TEXT SEGMENT:
● ● ● ● ●

Naturally, a serious thinking person, seeing the various sights of inequality amongst mankind is by no means satisfied as to why one becomes differentiated from another and ever in quest of obtaining an appropriate answer of the real cause or reason. Evidently, there are untold numbers of blind, deaf and dumb, mentally deficient and diseased human beings whose pitiful conditions are not due to any fault of theirs in this present life, nor any remediable defect in the organization of human society.

In this respect, Buddhism is alone in presenting rebirth as a scientific principle. When I say here scientific, I mean that it is a principle in accordance with other universal laws which can be understood scientifically and even investigated by scientific methods. The principle of change (aniccata), serial continuity (santati) and passing away (vaya ) is one that runs throughout nature; all scientific principles are based on it. The three fundamental characteristics of existence taught by the Buddha are common to each and every one and everywhere. They are: "all conditioned things are impermanent, all conditioned things are suffering and all things are insubstantial". What is transient that is painful; what is painful that is soulless, impersonal or insubstantial (anatta) i.e. the absence of a permanent unchanging self or soul or ego in anywhere or in anybody.

All beings must come into being as the result of past Kamma and pass away again just as we do here in our human existence. As we all are subject to these three characteristics of impermanence (anicca), suffering dukkha ) and insubstantiality or soulless or egoless ( anatta), all sentient beings also follow just the same universal principles. For instance, the composition of an aggregate of every being is changing all the time, not remaining the same even for two consecutive moments.

Similarly, the Four Noble Truths — suffering, the cause of suffering, the cessation of suffering and the way to cessation of suffering — are quite universal principles relating to each and every being. And this being so, the three characteristics and the four Noble Truths are utterly valid wherever life exists.

● ● ● ● ●

STORED DATA:

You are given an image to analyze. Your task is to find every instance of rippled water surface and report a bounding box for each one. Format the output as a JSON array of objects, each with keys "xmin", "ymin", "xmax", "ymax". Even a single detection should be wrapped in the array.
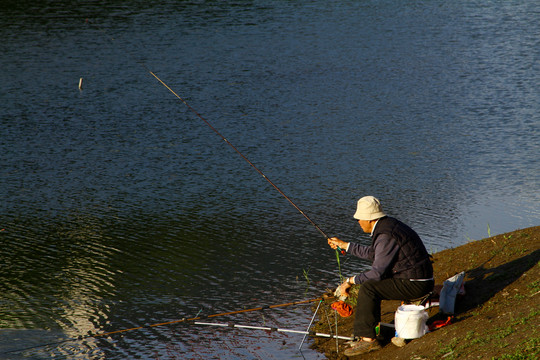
[{"xmin": 0, "ymin": 0, "xmax": 540, "ymax": 359}]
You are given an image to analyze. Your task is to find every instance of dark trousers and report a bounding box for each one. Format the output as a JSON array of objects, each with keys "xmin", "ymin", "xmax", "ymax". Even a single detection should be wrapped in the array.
[{"xmin": 354, "ymin": 279, "xmax": 434, "ymax": 339}]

● ● ● ● ●

TASK BRIEF:
Decide whether each statement below agrees with the passage on rebirth, and answer yes or no, quoting the deciding words of that passage.
1. The three characteristics of existence apply only to human beings.
2. The pitiful conditions of many blind, deaf and diseased human beings are not due to any fault of theirs in this present life.
3. The composition of an aggregate of every being stays the same for two consecutive moments.

TASK RESPONSE:
1. No: "common to each and every one and everywhere"
2. Yes: "whose pitiful conditions are not due to any fault of theirs in this present life"
3. No: "not remaining the same even for two consecutive moments"